(Data records)
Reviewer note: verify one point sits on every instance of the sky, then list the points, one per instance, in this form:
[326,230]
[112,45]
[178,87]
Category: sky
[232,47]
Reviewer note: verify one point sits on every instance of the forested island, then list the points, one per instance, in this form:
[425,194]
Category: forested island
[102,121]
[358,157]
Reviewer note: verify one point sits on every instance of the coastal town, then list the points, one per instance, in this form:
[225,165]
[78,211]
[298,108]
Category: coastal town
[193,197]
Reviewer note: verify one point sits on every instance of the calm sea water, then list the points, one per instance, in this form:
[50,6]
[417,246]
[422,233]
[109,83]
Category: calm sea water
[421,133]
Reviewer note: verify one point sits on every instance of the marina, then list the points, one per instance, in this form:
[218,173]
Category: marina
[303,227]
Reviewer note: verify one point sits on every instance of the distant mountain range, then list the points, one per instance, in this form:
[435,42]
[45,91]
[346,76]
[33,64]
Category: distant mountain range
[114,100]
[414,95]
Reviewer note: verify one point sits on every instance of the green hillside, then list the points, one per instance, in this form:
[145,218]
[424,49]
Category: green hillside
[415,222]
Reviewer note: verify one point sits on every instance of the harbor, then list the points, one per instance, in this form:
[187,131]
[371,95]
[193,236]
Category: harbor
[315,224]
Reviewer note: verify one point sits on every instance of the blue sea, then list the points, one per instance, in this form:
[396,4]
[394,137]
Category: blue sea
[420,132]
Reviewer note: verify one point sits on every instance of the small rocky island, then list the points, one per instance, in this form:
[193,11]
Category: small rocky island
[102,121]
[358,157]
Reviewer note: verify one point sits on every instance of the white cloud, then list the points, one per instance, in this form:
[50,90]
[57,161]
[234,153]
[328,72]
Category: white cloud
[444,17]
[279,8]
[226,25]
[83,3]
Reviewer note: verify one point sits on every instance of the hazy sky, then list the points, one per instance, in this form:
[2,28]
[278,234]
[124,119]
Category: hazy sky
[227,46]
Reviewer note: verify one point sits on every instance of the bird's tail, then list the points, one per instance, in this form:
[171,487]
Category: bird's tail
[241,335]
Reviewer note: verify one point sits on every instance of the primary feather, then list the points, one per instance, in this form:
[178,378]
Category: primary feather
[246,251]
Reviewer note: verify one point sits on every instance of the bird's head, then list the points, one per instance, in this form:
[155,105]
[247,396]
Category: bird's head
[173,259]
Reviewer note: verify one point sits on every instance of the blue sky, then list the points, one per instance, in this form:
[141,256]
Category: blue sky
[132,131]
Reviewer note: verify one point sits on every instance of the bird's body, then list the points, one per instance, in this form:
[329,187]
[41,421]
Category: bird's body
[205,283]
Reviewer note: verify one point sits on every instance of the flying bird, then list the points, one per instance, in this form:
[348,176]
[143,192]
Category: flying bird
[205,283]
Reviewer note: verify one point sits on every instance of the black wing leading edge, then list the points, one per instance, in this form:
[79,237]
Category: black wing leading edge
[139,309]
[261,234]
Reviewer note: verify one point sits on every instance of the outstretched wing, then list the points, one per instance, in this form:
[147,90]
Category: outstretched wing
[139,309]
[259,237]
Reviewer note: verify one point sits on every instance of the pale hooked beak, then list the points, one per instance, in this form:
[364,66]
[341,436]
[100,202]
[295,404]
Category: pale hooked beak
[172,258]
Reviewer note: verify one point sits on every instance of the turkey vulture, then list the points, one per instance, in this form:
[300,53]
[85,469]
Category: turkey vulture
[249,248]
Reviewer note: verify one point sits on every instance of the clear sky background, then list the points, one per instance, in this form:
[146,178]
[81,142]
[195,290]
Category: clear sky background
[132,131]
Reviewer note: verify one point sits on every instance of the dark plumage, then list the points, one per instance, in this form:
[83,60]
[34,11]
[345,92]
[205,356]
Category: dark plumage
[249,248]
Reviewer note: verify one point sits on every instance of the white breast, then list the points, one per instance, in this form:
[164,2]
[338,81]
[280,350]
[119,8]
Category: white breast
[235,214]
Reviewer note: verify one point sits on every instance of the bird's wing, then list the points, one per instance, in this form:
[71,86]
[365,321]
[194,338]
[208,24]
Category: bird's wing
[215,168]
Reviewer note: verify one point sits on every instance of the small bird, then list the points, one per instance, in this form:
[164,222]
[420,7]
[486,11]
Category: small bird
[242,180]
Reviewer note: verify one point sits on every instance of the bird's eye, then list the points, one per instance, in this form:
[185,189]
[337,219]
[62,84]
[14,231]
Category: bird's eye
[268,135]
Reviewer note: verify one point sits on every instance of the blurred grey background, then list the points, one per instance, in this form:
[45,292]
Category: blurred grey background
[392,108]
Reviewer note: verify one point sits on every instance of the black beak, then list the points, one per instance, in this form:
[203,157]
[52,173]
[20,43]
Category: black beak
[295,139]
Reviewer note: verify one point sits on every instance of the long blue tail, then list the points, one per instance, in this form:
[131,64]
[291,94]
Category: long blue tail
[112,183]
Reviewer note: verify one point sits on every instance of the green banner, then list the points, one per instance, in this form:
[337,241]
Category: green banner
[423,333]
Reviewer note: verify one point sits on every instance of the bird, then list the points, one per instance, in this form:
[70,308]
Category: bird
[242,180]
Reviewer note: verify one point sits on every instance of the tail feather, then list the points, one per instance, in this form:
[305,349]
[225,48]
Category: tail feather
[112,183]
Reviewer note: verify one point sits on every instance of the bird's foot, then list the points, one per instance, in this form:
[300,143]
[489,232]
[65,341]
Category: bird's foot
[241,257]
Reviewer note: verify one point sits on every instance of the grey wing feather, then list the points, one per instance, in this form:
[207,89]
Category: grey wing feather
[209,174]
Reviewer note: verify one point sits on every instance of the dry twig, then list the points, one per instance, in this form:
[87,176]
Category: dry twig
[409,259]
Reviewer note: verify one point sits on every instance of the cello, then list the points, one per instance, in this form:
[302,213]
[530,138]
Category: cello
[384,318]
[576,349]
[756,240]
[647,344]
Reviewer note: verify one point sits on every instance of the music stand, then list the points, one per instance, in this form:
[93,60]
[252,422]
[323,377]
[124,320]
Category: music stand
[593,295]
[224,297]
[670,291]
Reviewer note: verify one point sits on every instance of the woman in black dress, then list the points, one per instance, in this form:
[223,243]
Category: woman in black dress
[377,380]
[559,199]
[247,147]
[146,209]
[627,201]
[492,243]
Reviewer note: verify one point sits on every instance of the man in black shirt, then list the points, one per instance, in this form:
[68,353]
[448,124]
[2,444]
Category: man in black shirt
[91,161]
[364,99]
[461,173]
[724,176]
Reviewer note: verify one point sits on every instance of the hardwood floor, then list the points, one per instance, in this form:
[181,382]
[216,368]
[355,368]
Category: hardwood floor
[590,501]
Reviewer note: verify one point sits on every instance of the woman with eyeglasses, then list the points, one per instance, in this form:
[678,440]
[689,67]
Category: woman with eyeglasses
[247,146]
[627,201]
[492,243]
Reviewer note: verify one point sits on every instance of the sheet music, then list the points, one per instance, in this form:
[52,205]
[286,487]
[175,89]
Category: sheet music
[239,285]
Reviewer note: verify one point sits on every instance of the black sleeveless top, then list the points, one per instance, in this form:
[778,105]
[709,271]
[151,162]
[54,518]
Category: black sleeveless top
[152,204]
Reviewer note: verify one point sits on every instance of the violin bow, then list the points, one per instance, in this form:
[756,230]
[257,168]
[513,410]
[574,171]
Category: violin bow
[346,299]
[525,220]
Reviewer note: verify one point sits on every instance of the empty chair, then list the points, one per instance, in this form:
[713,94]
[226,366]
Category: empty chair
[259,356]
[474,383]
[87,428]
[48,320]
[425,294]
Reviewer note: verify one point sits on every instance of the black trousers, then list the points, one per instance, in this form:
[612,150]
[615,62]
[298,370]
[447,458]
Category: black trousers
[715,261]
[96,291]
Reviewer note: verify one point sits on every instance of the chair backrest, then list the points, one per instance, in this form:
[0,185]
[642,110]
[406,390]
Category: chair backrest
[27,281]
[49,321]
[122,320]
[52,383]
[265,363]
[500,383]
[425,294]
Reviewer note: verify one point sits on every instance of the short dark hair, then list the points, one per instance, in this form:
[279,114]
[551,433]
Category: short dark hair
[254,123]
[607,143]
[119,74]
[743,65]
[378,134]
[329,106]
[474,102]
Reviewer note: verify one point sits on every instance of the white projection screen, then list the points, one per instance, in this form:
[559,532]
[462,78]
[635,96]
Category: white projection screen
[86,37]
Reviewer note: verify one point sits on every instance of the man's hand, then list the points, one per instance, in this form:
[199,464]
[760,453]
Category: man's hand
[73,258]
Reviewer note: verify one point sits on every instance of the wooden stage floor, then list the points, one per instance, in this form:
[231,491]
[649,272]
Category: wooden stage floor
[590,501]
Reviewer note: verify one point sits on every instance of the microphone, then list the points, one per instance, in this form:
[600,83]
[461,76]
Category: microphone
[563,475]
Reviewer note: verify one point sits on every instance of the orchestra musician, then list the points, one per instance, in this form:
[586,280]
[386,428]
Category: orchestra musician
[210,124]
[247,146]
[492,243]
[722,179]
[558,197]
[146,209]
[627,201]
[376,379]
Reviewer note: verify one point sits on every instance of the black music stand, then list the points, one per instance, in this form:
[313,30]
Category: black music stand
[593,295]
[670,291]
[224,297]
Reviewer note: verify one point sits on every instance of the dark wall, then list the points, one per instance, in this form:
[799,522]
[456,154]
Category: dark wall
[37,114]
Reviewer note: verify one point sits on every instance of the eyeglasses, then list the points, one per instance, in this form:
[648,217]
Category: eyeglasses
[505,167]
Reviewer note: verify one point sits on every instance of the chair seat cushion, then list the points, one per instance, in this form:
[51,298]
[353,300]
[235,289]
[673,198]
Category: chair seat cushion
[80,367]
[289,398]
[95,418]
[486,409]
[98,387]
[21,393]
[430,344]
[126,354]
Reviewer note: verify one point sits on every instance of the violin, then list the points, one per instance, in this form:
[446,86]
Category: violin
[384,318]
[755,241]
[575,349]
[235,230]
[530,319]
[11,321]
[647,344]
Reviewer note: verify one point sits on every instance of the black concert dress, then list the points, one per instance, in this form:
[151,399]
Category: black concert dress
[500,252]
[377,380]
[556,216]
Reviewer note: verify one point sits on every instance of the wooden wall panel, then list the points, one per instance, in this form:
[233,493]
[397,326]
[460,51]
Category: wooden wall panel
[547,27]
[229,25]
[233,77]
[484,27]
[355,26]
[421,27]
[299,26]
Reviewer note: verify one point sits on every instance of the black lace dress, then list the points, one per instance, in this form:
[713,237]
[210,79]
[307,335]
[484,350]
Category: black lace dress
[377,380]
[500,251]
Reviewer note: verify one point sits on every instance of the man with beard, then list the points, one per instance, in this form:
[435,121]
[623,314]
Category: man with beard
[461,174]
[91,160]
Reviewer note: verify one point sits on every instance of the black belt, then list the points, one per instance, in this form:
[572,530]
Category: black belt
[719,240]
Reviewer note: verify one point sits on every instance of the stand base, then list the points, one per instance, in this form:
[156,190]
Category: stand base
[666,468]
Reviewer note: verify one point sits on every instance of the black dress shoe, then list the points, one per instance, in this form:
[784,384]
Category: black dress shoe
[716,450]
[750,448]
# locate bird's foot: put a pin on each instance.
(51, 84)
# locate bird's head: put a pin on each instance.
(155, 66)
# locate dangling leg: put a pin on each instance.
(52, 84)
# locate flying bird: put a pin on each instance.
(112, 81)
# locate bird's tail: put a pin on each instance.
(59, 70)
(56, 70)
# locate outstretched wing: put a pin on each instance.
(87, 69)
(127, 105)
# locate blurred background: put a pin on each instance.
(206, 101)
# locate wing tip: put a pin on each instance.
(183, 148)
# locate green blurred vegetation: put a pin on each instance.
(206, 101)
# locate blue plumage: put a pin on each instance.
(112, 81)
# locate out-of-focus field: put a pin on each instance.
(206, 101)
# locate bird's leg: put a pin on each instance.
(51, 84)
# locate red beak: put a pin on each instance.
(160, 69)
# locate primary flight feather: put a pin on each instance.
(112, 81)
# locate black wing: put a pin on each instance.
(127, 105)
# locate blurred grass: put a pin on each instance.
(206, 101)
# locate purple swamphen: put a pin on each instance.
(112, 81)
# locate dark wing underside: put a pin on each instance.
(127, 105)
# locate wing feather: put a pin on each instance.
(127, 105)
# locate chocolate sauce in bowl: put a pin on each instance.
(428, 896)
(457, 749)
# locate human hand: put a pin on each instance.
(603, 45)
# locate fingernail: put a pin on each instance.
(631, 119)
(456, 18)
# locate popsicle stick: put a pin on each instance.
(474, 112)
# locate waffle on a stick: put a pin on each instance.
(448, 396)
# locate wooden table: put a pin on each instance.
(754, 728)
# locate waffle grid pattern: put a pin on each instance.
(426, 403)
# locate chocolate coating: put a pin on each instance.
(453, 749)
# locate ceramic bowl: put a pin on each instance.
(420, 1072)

**Task directions**
Give back the line containing "# locate purple" and all the lines after it through the end of the records, unchanged.

**Solution to this exercise**
# locate purple swamphen: put a pin on each instance.
(112, 81)
# locate dark wing underside: put a pin on each instance.
(127, 105)
# locate wing feather: put a pin on each instance.
(127, 105)
# locate chocolate sauce in bowl: put a pin on each instance.
(428, 896)
(457, 749)
# locate human hand: put a pin on each instance.
(603, 45)
# locate fingernail: put a pin on each instance.
(631, 119)
(456, 18)
# locate popsicle stick: put a pin on each instance.
(474, 112)
# locate waffle on a stick: put a pin on each instance.
(448, 396)
# locate wooden table: put a pin on each instance.
(754, 728)
# locate waffle grid pattern: put a pin on each instance.
(426, 403)
# locate chocolate coating: put a pin on each instance.
(453, 749)
# locate ceramic bowl: put a pin on each instance.
(420, 1072)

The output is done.